▶ [ページ]
·····

たとえば周りの友達がソアリングで長時間飛んでいるのに、自分だけ上昇気流をつかみそこねて短時間で着陸してしまっとしましょう。 たいていの場合、これはパイロットの技術(上昇気流を捕まえるテクニック)か、飛び出すタイミングが原因です。 ところが「ホットエアーシンドローム」に罹ってしまうと、全ての原因を「機体性能」に帰結させてしまうのです。 「もっと高性能のパラグライダーに乗っていれば。。。俺だって長時間飛べたのに~」というように思うようになったら、罹患してしまった可能性があります。
「ホットエアーシンドローム」に罹ってしまうと、一生兼目パラグライダー雑誌やホームページを調べて、機体性能に詳しくなります。 そして高性能のグライダーに買い換えます。 けれども高性能のパラグライダーは操縦がシビアなので、腕前が伴っていないと思ったように上昇できないのです。 そして低高度で潰れたときに大けがをしてしまう危険性もあります。 高性能機に買い換えた後でパラグライダーが怖くなって止めてしまうパターンの人が結構いるように思います。

·····

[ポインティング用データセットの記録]
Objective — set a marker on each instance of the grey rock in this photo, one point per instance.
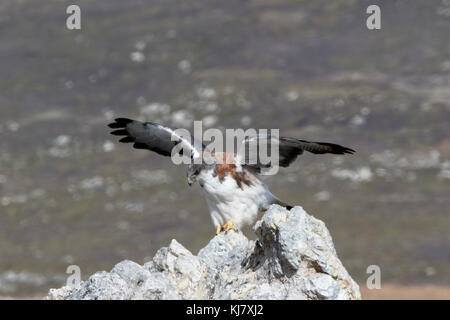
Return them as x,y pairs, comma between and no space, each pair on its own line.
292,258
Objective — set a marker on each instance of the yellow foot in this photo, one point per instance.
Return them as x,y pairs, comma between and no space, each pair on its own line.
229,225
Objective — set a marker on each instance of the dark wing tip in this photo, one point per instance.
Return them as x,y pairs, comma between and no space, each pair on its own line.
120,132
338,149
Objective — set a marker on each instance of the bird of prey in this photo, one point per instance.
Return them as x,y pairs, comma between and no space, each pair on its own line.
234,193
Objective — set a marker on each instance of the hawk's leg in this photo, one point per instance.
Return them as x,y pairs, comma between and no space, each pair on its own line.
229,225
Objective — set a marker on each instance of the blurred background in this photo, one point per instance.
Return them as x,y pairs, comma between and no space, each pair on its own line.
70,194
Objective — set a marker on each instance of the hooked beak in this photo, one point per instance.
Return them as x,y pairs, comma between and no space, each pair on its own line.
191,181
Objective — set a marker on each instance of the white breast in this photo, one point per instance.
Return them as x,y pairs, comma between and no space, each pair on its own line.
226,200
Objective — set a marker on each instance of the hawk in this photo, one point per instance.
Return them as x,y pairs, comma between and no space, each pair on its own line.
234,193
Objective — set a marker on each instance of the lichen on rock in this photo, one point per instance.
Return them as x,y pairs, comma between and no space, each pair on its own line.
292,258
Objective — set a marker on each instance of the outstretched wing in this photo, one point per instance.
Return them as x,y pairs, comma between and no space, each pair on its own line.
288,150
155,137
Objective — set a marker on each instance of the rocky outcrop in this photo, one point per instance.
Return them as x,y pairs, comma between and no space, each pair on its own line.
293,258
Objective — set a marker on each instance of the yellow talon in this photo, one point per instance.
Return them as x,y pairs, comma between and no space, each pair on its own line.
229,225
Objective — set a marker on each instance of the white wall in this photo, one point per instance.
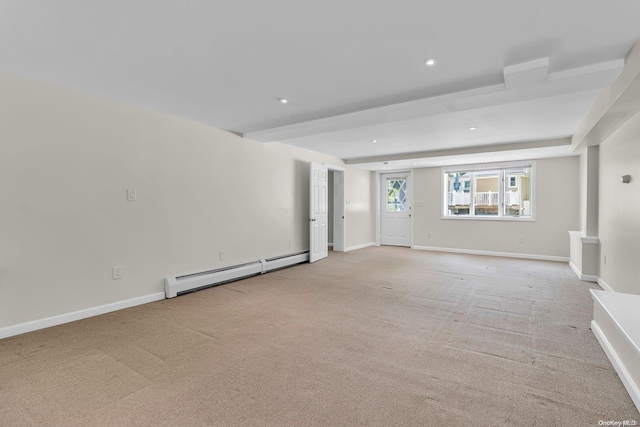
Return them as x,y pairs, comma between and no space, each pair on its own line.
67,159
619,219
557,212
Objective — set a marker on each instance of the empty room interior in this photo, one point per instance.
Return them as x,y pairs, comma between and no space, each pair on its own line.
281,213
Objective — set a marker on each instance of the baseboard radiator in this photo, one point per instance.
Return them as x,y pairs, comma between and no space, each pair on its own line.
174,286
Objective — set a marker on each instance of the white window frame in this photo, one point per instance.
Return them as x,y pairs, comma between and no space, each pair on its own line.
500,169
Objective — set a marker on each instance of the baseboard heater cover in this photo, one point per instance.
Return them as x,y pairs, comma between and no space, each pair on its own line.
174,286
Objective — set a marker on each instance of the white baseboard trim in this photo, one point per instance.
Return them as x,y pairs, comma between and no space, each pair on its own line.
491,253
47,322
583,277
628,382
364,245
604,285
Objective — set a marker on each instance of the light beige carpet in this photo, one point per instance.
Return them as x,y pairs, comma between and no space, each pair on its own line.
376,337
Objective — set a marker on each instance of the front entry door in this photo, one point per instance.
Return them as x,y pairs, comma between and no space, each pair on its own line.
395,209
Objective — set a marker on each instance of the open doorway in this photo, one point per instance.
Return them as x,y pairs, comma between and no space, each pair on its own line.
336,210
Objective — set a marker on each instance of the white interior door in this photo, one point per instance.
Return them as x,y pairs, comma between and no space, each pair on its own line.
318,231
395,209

·····

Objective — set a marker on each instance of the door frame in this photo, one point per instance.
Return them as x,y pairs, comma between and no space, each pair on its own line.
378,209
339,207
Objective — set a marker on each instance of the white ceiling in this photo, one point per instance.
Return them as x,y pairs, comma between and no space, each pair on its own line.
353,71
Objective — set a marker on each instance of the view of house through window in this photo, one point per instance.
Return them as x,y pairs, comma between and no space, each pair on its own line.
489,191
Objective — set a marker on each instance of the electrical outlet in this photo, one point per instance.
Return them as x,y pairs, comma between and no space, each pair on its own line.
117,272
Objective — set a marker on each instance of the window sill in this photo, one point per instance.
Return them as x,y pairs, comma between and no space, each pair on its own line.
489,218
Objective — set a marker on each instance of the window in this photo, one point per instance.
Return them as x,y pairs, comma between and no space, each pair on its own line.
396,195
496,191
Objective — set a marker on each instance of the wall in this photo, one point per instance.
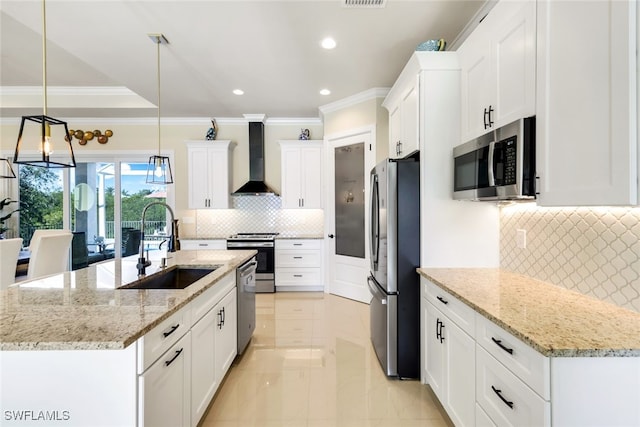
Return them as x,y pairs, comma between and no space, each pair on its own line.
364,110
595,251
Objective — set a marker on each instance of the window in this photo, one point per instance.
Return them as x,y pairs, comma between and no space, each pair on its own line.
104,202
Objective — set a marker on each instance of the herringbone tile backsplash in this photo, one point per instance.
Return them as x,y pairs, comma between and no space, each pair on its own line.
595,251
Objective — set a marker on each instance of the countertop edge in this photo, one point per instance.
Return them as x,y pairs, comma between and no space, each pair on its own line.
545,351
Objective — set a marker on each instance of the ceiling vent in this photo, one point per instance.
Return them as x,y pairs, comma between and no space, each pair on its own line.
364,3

·····

▶ [指示 1] ホットエアーシンドロームに関する文章では、高性能のパラグライダーに乗っても思ったように上昇できないのはなぜだとされていますか。
▶ [指示 2] ホットエアーシンドロームに関する文章を、最後の文の後から書き進めてください。

▶ [回答 1] 高性能のパラグライダーは操縦がシビアなので、腕前が伴っていないと思ったように上昇できないからです。

▶ [回答 2]
この「ホットエアーシンドローム」、パイロット証をとる前後に罹る人が多いと思います。通っているスクールによっては、講習生の時に罹ってしまう場合もあります。 (私はまさにそうでした。)
高性能機に買い換えたくなったら、次のことを、よく考えてから決断することをおすすめします。
★パラグライダーで飛ぶ目的
そもそもパラグライダーを始めたとき、何がやりたかったのでしょう? 「初心忘るべからず」とよく言いますが、自分が何をやりたくてこの遊びを始めたのか、もう一度よく考えてみましょう。
パラグライダーの競技会に出て優勝する、とか、パラグライダーで日本記録を作る、ということが目的ならば高性能機がぴったしです。 でも、もしかしてあなたの目的が、「大空を楽しく飛んでみたい」 ということでしたら、高性能機は入らないハズです。 中級機で充分楽しめますよ~。 私は7年前のDHV1-2(初・中級機)で飛んでいますので、自信を持っておすすめします。
★高性能の意味 (最小沈下率)
パラグライダーの性能にはいろいろあります。 まず最初に気になるのが最小沈下率です。 これはブレークコードを引いて、ゆっくり飛んでいるときの降下率です。 高性能機だと1.0m/秒位で、中級機だと1.2~1.3m/秒ぐらいでしょう。 毎秒毎秒、0.3mもの違いがでるとしたら、それは大きな違いに思えます。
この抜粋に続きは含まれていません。